▶ REQUIRED TASK
Put every line of the items below, from the line containing "Expected: one pin per instance of the garage" through the last line of the items, both ends included, into a JSON list of strings with one string per line. Omit blank lines.

▶ PROVIDED RECORDS
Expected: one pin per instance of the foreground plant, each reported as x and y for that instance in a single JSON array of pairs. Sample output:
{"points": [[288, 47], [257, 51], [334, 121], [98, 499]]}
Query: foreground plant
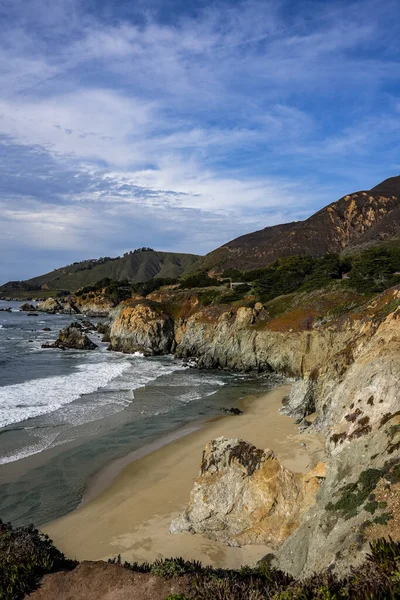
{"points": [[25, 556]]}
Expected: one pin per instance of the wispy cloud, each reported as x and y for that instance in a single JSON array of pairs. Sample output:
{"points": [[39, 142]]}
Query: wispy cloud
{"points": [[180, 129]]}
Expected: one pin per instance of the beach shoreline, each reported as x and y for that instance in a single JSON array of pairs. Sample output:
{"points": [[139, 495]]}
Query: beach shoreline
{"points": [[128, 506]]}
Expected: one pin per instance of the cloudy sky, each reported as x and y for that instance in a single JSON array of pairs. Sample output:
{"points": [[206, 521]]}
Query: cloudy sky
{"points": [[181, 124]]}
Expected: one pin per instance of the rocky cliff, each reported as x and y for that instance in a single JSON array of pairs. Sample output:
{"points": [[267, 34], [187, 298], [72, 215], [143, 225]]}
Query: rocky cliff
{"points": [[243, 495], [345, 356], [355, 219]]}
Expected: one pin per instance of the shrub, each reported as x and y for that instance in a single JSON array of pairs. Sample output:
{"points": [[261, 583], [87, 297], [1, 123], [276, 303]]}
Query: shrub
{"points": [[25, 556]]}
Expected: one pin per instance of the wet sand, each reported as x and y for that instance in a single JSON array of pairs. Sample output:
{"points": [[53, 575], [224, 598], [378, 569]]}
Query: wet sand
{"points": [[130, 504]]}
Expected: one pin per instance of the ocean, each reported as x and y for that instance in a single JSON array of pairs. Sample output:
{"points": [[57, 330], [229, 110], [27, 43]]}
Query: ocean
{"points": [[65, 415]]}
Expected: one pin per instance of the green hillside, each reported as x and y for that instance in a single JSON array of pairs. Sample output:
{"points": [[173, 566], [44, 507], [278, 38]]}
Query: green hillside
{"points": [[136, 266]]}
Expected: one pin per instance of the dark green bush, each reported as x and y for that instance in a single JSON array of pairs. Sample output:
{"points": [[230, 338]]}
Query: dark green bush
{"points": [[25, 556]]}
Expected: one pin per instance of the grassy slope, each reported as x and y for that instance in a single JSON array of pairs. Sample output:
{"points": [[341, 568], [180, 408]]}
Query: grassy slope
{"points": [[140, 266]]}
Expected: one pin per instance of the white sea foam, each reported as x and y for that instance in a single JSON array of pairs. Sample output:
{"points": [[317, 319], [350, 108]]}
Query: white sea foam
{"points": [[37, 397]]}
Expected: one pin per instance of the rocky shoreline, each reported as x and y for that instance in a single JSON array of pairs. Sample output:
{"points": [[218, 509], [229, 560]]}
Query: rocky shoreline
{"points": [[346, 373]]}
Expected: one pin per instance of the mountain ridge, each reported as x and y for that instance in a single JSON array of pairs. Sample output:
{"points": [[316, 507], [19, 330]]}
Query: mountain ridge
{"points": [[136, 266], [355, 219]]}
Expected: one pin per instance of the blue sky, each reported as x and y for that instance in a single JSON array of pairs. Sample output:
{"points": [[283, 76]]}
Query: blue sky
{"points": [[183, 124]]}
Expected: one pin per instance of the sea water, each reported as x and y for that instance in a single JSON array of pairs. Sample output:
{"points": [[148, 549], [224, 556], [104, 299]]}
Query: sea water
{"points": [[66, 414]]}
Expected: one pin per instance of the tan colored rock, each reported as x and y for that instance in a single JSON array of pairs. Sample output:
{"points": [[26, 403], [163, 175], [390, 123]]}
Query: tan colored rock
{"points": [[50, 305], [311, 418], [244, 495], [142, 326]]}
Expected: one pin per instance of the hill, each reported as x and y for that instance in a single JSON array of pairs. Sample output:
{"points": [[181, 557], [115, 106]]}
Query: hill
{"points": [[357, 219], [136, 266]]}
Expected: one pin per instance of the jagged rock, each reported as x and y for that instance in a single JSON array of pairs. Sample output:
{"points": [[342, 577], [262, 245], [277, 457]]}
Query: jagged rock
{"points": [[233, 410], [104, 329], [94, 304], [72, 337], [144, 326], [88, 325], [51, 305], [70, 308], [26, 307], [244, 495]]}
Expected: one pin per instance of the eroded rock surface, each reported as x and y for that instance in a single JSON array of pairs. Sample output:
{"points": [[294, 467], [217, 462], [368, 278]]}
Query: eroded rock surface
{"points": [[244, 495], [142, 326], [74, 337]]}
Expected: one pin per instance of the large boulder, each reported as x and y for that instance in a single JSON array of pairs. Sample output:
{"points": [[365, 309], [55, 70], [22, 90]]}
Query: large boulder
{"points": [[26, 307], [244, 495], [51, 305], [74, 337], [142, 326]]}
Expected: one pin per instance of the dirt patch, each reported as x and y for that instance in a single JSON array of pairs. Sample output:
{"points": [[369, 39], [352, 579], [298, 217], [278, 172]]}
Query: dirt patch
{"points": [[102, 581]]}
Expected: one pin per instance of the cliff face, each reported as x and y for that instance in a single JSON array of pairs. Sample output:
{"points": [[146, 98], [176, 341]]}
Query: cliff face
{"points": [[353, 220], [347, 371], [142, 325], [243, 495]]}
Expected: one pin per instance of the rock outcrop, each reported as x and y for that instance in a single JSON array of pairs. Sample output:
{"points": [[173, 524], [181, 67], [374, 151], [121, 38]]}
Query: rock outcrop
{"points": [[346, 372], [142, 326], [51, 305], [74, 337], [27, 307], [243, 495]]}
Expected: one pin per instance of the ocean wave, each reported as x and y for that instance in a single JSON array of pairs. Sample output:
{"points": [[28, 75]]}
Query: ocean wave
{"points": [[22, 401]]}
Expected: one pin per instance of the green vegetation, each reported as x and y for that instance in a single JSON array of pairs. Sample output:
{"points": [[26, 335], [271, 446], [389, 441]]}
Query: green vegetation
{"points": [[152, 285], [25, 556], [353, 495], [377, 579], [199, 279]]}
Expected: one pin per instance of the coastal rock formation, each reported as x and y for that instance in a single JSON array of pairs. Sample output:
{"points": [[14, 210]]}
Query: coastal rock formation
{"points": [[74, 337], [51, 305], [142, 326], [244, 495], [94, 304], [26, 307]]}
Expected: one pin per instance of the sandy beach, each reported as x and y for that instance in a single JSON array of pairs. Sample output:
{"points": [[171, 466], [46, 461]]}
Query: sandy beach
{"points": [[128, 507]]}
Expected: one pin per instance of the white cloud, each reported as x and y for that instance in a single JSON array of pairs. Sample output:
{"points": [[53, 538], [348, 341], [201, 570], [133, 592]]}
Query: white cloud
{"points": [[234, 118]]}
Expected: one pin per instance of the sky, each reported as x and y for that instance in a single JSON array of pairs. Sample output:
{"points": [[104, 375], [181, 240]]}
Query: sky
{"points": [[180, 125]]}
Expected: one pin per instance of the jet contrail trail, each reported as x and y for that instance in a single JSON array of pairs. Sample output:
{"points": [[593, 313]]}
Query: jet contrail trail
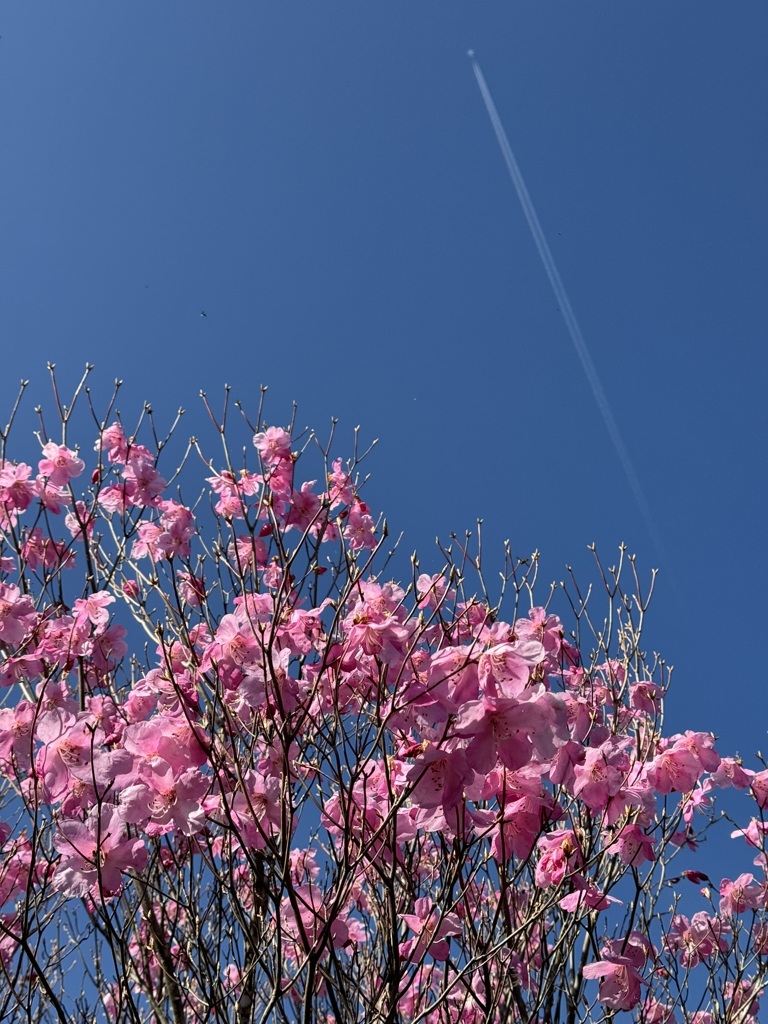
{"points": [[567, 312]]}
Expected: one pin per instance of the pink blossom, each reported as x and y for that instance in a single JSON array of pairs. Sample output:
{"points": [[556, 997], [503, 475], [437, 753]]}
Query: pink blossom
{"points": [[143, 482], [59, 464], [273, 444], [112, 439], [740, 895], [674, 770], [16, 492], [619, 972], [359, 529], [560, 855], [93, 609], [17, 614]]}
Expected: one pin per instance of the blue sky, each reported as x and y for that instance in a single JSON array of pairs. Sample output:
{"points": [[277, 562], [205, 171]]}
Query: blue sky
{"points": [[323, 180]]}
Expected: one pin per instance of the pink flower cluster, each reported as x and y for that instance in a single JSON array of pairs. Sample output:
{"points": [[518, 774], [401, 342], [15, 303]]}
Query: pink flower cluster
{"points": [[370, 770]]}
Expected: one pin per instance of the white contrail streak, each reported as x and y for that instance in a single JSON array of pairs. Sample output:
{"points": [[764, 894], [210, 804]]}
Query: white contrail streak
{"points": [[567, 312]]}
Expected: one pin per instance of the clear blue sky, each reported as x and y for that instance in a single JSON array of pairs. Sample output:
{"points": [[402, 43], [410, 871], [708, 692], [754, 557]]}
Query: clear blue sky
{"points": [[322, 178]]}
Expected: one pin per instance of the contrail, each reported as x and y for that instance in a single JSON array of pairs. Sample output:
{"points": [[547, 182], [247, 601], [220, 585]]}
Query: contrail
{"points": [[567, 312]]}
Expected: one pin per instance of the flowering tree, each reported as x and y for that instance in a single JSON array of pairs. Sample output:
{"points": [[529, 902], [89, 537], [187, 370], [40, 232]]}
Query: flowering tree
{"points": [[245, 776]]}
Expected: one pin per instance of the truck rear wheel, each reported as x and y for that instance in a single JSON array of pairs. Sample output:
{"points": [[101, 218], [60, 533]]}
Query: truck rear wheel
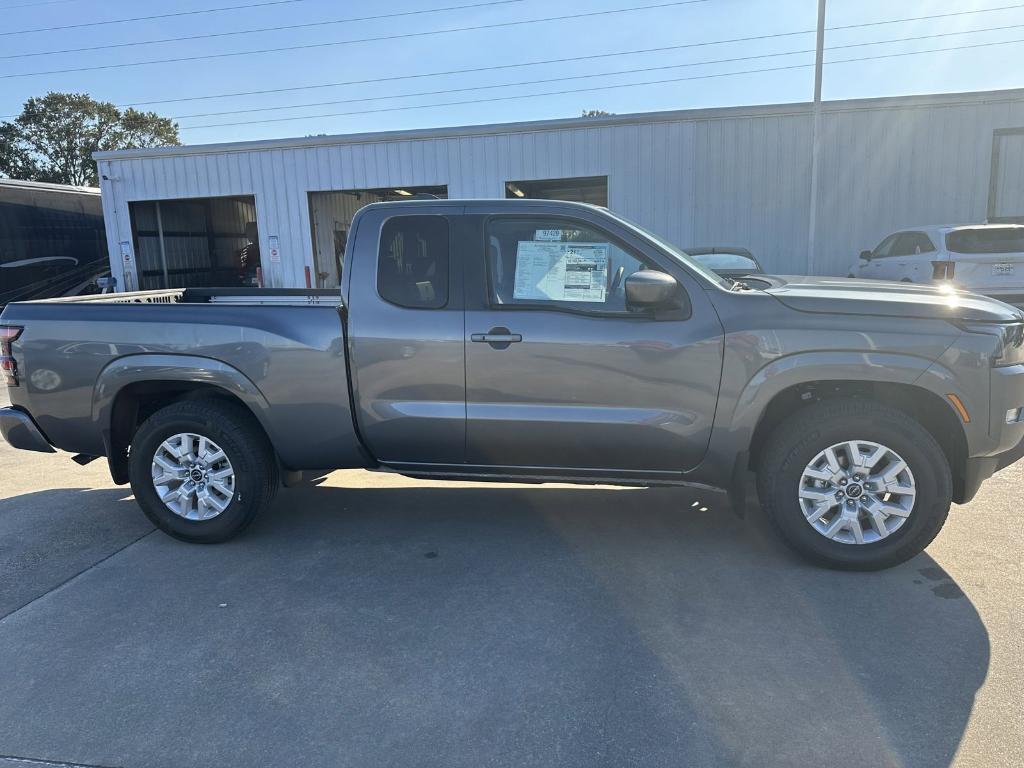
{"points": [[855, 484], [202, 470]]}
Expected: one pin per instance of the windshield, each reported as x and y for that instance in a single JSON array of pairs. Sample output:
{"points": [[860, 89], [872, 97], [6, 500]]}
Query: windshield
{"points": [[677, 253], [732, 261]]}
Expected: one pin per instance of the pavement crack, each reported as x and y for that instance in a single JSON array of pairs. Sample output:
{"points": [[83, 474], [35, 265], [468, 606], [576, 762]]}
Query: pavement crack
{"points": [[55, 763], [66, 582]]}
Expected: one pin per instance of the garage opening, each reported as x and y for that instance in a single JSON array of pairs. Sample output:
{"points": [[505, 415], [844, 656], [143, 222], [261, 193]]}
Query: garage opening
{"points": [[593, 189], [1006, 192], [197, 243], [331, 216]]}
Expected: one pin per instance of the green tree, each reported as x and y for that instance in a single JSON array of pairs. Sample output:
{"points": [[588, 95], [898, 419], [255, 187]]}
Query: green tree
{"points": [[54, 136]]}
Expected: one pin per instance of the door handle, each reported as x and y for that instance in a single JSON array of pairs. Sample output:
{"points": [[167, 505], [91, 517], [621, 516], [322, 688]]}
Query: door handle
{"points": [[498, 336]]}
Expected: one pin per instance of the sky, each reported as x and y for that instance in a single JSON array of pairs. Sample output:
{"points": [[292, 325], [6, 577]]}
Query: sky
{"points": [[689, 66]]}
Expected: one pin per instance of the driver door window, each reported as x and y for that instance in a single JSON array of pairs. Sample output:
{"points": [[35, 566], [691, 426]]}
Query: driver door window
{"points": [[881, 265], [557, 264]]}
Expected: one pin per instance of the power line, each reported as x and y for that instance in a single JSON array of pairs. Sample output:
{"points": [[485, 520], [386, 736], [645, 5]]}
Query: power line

▶ RESPONSE
[
  "Expected: one pin per instance of the garage opening, each reported as x and y for that instance in a single JSON array of pairs. Sample output:",
  "{\"points\": [[505, 415], [844, 656], [143, 222], [261, 193]]}",
  "Query: garage opening",
  "{\"points\": [[593, 189], [1006, 192], [197, 243], [331, 216]]}",
  "Expected: one pin per instance of the green tree, each reported as x and y for that instance in a single JSON array of pairs. Sample output:",
  "{\"points\": [[588, 95], [898, 419], [255, 187]]}",
  "Query: green tree",
  "{\"points\": [[54, 136]]}",
  "Expected: one pin per instance of the door handle, each reported as x and y for that instance in a single JSON array of pairs. Sample output:",
  "{\"points\": [[167, 505], [91, 517], [621, 516], [322, 688]]}",
  "Query: door handle",
  "{\"points\": [[498, 336]]}",
  "Expected: one pin per instance of the sky, each reported as x and y for that instance in a single JSON array of pairs. Sample output:",
  "{\"points\": [[292, 325], [6, 577]]}",
  "Query: sky",
  "{\"points\": [[689, 66]]}",
  "Expected: one pin per instance of the driver door window, each reported as x and y for that instance in a single JSON array of pairs. Sample output:",
  "{\"points\": [[35, 566], [691, 426]]}",
  "Query: driver door window",
  "{\"points\": [[881, 265], [557, 264]]}",
  "Expected: one pin per instance of the power line, each reported as x and y for that instance in a single JSON array of pairs. Sample output:",
  "{\"points\": [[485, 520], [386, 736], [645, 5]]}",
  "Query: power line"
]